═══ RECORDS FOR PROCESSING ═══

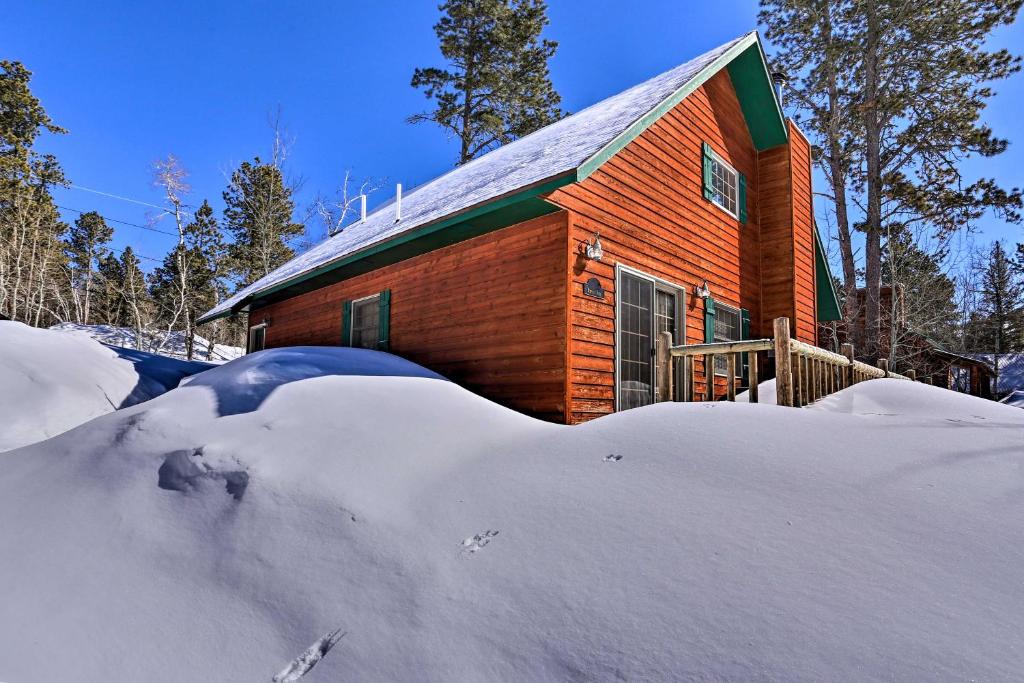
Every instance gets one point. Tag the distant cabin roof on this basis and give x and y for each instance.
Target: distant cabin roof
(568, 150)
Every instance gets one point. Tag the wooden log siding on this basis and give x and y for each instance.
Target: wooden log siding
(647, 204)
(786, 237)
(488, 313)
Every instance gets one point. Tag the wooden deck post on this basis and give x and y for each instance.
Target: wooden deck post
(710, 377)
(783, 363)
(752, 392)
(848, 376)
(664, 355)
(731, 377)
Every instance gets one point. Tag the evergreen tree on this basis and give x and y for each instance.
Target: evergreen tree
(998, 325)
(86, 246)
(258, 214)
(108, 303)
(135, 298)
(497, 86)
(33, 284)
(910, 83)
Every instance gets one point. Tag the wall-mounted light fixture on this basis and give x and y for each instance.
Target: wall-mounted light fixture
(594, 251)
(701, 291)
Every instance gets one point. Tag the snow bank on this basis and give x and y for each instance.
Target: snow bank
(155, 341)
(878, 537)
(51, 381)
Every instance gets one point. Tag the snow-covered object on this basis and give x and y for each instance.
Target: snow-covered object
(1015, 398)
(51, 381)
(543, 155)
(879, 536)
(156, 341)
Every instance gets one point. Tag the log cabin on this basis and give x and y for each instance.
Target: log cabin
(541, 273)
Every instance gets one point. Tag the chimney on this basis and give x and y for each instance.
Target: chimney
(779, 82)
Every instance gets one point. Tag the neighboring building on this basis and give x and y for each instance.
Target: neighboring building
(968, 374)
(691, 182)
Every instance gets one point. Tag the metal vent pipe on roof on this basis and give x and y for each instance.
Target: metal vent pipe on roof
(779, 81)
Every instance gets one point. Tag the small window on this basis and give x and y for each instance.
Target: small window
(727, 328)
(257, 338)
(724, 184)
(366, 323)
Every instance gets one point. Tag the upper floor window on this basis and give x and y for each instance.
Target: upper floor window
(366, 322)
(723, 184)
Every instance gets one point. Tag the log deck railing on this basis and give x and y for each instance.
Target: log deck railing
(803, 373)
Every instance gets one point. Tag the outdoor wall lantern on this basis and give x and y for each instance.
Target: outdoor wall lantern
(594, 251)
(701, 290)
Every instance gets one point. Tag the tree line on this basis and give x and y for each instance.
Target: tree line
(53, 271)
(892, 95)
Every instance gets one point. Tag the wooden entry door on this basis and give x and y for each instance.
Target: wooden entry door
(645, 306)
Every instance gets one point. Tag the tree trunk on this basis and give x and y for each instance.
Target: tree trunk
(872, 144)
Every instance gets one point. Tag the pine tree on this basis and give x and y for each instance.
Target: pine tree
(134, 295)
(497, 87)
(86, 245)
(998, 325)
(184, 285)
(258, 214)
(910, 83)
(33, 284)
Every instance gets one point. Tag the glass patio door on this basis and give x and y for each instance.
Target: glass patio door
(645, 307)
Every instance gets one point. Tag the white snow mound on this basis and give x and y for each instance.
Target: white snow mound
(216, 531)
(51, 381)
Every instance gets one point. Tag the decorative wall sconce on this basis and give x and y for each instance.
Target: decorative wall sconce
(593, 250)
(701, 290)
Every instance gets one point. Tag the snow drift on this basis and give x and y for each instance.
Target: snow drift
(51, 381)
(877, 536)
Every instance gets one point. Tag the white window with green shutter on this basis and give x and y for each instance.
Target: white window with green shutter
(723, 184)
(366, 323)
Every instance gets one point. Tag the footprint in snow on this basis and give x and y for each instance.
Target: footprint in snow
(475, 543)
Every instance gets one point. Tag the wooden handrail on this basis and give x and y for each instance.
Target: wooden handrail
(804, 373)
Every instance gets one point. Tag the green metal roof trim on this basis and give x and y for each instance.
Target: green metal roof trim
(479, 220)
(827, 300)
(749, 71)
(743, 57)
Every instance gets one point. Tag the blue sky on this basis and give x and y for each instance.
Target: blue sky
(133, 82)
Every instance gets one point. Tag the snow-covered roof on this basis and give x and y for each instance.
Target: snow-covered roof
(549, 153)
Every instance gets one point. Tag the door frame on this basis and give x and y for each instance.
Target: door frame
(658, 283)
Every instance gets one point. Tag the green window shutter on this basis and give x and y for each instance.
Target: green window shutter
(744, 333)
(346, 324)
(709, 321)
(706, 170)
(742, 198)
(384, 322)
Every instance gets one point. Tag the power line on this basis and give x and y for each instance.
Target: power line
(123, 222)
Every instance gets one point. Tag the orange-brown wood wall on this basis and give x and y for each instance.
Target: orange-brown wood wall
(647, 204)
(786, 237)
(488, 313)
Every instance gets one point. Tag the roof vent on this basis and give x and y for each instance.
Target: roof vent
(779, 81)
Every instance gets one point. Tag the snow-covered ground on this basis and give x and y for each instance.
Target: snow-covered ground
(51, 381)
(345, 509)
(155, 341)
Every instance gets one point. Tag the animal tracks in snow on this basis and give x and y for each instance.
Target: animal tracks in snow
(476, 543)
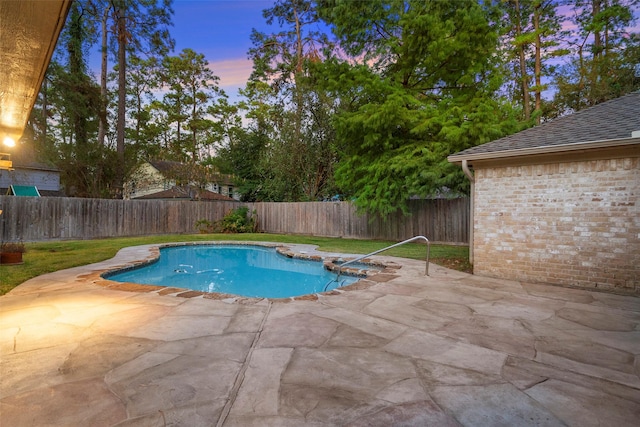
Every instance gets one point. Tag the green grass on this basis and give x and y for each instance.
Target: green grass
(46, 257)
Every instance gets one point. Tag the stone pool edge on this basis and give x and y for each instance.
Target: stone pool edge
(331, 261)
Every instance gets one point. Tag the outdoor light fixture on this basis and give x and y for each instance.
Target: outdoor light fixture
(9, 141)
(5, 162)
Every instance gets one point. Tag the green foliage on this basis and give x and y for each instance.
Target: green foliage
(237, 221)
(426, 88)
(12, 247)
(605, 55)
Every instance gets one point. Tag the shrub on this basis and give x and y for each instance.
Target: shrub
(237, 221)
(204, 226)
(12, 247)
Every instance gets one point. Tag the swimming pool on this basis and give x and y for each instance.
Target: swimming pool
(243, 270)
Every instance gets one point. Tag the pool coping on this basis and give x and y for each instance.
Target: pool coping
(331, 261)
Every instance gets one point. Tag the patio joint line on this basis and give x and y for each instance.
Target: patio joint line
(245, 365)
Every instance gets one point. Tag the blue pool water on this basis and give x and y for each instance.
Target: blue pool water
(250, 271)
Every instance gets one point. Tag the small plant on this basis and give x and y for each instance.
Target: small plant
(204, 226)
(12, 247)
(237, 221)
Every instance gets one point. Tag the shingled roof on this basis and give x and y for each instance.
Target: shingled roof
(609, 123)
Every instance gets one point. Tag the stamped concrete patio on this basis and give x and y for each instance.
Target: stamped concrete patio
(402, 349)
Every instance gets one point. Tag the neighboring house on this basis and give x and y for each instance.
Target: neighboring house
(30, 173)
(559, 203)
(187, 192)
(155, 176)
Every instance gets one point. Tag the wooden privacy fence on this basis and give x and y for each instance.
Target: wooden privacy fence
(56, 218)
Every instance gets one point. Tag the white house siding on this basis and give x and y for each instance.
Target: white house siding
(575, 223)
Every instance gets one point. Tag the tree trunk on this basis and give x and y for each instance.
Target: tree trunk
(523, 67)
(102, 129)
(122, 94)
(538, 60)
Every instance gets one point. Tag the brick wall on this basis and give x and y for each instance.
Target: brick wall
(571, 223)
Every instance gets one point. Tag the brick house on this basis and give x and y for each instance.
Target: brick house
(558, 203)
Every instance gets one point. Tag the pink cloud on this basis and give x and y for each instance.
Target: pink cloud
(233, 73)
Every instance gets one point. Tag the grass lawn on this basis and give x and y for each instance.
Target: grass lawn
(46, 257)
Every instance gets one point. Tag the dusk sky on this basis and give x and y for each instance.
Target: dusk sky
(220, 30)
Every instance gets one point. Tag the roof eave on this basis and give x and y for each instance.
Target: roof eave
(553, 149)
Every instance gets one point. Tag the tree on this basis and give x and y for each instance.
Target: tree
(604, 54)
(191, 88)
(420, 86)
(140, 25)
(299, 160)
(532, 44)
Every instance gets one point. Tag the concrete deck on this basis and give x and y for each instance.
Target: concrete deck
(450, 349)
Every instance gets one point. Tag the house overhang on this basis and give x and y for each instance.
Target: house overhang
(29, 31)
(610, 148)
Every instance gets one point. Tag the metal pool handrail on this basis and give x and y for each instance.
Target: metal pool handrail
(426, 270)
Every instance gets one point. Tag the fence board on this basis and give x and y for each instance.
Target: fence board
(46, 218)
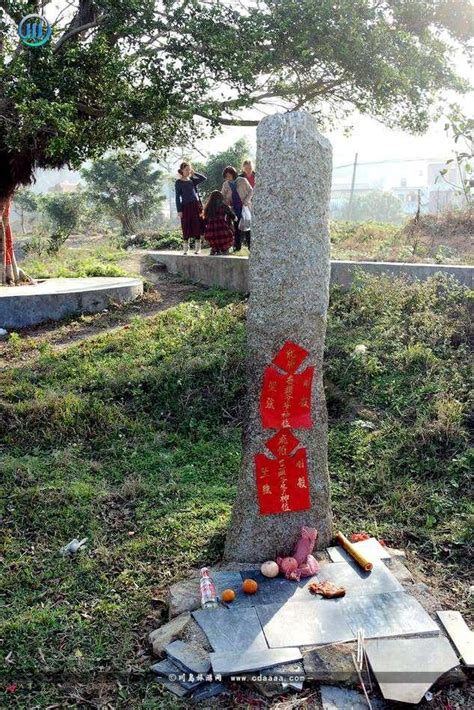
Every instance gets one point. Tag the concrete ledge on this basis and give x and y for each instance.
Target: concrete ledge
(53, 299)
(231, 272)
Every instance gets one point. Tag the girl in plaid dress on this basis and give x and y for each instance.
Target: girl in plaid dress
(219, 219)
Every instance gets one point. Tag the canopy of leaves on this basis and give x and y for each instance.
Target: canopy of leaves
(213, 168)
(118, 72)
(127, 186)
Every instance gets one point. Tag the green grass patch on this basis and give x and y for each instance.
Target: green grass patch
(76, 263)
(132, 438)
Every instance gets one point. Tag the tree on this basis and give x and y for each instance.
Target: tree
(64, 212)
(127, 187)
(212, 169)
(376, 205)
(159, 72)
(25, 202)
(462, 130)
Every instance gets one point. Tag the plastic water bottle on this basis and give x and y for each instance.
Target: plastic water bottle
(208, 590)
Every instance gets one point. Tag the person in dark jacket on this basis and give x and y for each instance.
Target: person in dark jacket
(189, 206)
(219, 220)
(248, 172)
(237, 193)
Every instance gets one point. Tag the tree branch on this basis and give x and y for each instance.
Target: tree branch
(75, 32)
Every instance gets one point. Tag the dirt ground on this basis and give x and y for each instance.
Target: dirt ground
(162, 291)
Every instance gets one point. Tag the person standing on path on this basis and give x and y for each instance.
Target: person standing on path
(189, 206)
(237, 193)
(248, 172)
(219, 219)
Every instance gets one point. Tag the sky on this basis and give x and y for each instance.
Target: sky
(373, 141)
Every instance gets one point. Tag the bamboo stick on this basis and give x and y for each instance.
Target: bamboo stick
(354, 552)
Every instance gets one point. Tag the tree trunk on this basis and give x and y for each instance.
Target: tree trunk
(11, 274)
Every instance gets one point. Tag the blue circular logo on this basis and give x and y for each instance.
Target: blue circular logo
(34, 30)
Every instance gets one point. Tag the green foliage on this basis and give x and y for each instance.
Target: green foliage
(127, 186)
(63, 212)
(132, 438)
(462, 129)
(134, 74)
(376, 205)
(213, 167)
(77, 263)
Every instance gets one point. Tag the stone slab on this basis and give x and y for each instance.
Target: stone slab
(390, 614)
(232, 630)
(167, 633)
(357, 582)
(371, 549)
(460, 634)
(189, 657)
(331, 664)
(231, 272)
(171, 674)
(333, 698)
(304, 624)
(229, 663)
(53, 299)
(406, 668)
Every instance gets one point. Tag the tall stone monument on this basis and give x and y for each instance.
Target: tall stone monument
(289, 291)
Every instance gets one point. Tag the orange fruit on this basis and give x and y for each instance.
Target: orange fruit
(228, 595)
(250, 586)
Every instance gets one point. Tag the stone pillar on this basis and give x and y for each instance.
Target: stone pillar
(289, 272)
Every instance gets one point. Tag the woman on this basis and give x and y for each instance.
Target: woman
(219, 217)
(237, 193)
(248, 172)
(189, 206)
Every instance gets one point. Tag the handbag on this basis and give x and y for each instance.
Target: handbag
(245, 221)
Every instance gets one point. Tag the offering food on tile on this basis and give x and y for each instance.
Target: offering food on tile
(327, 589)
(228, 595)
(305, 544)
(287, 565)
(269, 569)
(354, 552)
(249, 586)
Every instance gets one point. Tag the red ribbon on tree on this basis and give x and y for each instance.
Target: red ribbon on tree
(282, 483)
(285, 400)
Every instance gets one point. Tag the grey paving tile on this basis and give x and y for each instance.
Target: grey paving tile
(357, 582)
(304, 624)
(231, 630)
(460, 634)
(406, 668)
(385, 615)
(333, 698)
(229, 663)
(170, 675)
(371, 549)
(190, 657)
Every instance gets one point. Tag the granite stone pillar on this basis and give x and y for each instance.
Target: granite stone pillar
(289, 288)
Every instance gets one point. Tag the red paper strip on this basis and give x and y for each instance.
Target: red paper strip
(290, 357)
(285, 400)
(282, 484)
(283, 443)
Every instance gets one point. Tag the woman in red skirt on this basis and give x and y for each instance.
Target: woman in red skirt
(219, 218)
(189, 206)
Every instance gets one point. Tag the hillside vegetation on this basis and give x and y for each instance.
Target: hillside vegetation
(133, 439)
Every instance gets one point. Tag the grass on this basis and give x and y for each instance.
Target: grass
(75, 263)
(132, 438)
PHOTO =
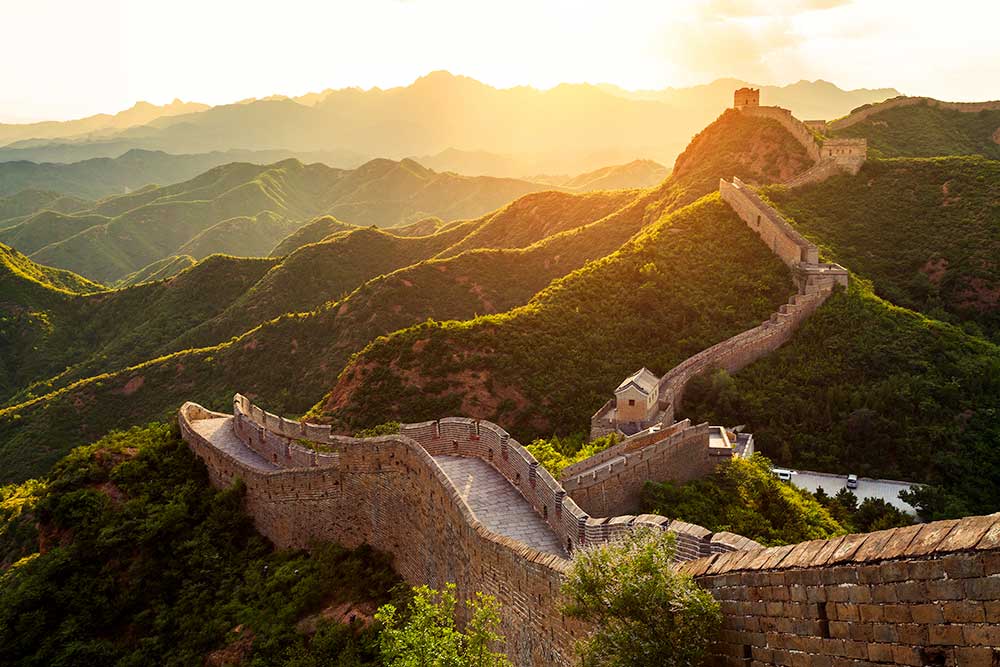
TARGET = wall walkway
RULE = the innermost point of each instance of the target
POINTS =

═══

*EXERCISE OBJECTIVE*
Give back exactly the lines above starting at the line where "Every instance gets one point. Tag the outdoor wall" appears and ending at the line where "Every instance gets one point. Tag the white window" appears, both included, with no other lines.

*TASK RESPONSE*
Every instance gets one point. Tag the outdoor wall lantern on this basis and give x and y for each instance.
Target: outdoor wall lantern
(594, 251)
(701, 290)
Every instance gets one point. Tag the tree line on this basis and give x and y for each instance.
Target: tree line
(53, 271)
(892, 95)
Every instance gets one point. Tag the wooden entry door on this basis and give x and y for each instance.
Target: wooden entry door
(645, 306)
Every instance gets one point. Tag the tree trunk on this basis and give x and y for each instance.
Target: tree trunk
(872, 144)
Every instance gets one point. Tag the pine tree on this basis and give x and y for each instance.
Target: pine tree
(134, 295)
(497, 87)
(86, 245)
(998, 325)
(184, 285)
(258, 214)
(910, 83)
(33, 284)
Every instance gets one point. Tag the glass patio door on this basis and give x and y for each instance.
Target: glass patio door
(645, 307)
Every instance gets one point. Tag the white snow mound on this basis and give x and y for each instance.
Target: white snow mound
(216, 531)
(51, 381)
Every instance gets one point. Tag the decorative wall sconce on this basis and give x and y for each instance.
Target: decorative wall sconce
(593, 250)
(701, 290)
Every instance gets one point. Tag the snow drift on this basis and give x and y for each instance.
Target: snow drift
(51, 381)
(877, 536)
Every instance gets one point. Tag the white window with green shutter on this basis and give x and y for each instance.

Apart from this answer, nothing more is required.